Stored items from a collection:
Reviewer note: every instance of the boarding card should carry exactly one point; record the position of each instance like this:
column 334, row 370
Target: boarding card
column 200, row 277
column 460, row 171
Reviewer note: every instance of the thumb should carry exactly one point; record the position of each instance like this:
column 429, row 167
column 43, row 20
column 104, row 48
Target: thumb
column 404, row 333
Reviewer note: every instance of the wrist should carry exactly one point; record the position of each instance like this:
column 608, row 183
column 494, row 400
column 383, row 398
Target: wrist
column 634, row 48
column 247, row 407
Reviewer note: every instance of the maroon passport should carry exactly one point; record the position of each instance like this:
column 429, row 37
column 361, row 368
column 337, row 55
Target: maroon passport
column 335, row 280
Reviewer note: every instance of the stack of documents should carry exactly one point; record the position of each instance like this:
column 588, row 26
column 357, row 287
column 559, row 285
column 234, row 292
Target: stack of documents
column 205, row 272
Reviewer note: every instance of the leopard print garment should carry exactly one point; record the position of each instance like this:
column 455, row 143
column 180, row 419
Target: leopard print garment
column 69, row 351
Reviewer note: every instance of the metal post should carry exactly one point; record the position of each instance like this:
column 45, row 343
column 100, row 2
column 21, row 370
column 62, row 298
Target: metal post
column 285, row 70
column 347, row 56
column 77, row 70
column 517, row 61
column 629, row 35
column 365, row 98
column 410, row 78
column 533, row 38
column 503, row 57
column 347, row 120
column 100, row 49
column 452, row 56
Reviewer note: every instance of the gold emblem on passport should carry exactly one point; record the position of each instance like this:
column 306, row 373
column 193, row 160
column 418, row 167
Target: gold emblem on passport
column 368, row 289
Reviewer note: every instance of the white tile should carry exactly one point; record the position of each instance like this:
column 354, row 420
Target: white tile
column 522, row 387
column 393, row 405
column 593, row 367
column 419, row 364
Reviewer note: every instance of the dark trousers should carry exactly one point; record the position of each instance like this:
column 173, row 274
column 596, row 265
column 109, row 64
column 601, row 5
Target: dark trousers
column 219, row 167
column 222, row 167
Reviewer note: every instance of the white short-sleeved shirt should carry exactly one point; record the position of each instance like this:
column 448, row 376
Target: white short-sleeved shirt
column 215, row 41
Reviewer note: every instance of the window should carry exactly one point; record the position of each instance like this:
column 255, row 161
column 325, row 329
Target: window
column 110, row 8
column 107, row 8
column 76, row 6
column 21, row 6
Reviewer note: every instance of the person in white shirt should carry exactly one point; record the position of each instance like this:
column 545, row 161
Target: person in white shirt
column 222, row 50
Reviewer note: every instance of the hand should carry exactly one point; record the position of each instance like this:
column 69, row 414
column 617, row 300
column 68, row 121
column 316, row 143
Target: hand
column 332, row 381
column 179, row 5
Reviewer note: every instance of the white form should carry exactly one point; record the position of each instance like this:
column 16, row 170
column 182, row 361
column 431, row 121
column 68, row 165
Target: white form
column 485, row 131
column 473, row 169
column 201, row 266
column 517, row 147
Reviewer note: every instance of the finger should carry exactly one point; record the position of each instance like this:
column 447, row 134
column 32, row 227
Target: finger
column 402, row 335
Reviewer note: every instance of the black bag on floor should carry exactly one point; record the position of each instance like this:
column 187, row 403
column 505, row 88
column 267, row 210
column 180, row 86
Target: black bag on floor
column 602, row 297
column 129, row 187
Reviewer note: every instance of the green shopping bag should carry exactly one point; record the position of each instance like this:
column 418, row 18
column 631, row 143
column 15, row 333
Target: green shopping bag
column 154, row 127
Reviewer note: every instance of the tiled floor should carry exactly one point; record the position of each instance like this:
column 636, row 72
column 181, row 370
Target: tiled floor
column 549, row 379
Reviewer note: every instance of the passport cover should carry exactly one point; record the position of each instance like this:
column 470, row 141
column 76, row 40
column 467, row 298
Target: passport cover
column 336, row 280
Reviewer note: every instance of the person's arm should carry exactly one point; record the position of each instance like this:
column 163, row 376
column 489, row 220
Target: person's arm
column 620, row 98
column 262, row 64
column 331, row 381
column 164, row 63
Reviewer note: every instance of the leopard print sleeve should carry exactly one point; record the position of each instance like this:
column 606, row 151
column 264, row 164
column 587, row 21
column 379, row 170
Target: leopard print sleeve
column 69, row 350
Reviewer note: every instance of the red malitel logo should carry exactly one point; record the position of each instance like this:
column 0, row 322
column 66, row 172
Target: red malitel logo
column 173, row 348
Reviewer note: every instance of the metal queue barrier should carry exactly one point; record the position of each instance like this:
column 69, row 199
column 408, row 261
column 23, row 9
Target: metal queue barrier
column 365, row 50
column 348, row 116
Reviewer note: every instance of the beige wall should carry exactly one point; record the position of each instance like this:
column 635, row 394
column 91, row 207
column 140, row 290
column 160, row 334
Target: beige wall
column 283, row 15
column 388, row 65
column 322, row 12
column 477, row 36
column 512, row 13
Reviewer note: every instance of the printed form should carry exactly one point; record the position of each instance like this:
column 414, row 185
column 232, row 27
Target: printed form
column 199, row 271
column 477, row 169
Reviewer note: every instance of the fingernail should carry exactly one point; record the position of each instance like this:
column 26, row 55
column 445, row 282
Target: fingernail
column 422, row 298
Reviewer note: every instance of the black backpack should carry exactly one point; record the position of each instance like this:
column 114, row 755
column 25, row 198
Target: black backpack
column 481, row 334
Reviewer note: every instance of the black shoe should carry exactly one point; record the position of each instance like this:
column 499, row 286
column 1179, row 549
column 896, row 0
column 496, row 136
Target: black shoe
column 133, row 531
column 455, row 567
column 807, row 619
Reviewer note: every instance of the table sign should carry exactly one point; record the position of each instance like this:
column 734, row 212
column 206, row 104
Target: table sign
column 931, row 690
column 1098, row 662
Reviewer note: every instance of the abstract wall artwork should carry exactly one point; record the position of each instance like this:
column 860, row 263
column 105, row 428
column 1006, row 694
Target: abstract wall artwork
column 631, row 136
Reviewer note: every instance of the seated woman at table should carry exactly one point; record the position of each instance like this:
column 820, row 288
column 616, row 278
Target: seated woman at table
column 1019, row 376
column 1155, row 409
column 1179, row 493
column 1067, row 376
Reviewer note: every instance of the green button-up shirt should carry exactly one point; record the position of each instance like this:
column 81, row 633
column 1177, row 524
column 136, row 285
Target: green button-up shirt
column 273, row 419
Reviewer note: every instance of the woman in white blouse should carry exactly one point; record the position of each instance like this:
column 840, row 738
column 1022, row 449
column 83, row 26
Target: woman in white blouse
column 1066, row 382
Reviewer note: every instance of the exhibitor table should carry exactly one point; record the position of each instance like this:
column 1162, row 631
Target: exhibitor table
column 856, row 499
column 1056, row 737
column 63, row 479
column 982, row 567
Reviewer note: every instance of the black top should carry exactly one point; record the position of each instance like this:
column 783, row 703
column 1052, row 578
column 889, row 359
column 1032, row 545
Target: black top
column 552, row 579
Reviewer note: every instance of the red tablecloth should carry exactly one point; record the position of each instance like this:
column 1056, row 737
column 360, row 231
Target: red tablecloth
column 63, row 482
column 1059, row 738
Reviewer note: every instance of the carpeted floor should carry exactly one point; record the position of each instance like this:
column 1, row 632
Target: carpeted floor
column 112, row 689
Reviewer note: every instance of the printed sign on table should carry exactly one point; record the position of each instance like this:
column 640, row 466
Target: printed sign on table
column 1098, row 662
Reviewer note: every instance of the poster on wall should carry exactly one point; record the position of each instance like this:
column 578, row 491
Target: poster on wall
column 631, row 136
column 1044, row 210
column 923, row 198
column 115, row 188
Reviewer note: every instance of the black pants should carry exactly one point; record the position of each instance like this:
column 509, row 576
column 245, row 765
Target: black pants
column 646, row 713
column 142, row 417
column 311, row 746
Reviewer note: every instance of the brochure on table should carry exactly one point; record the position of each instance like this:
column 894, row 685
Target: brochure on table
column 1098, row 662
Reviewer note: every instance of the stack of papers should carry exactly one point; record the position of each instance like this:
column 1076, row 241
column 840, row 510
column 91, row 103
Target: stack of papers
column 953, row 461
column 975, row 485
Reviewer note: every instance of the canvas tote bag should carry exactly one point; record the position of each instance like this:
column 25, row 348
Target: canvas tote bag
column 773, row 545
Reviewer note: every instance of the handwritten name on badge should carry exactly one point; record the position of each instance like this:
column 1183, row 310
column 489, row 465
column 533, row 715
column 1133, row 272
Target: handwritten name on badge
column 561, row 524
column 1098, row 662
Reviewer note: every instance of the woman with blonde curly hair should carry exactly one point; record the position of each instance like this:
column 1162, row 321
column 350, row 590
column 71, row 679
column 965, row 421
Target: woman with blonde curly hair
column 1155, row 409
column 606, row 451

What the task asks: Edit the listing from the line holding "Reviewer note: every instance of the black pants" through the end, replacing "stack of papers" with "pile of papers" and leaving everything else untouched. Give back only those lines.

Result of this task:
Reviewer note: every instance of the black pants should carry exactly one point; record the position of each instance like this:
column 509, row 576
column 245, row 765
Target: black pants
column 646, row 713
column 142, row 417
column 311, row 746
Reviewer note: every instance of the brochure on table should carry exactly one point; record the position of each instance like this:
column 894, row 685
Target: brochure on table
column 1098, row 662
Reviewer note: every instance of the pile of papers should carry exactly one point; record the position of each instance like this:
column 1076, row 241
column 840, row 510
column 91, row 103
Target: pile of papers
column 953, row 461
column 975, row 485
Reviewer note: every instance of the canvas tote bag should carry exactly one point; record the position of each instance like this:
column 25, row 348
Target: canvas tote bag
column 773, row 545
Reviewer note: every instance of the handwritten name on badge should carry exactly one point; record the position of each instance like this:
column 1183, row 310
column 489, row 465
column 533, row 715
column 1133, row 272
Target: handwritten name on badge
column 561, row 524
column 1098, row 662
Reviewer note: every instance of the woman with blonde curly hair should carry exactly one point; record the position of each instance like this:
column 1162, row 321
column 350, row 590
column 71, row 679
column 965, row 421
Target: woman with blonde curly hair
column 1155, row 409
column 606, row 451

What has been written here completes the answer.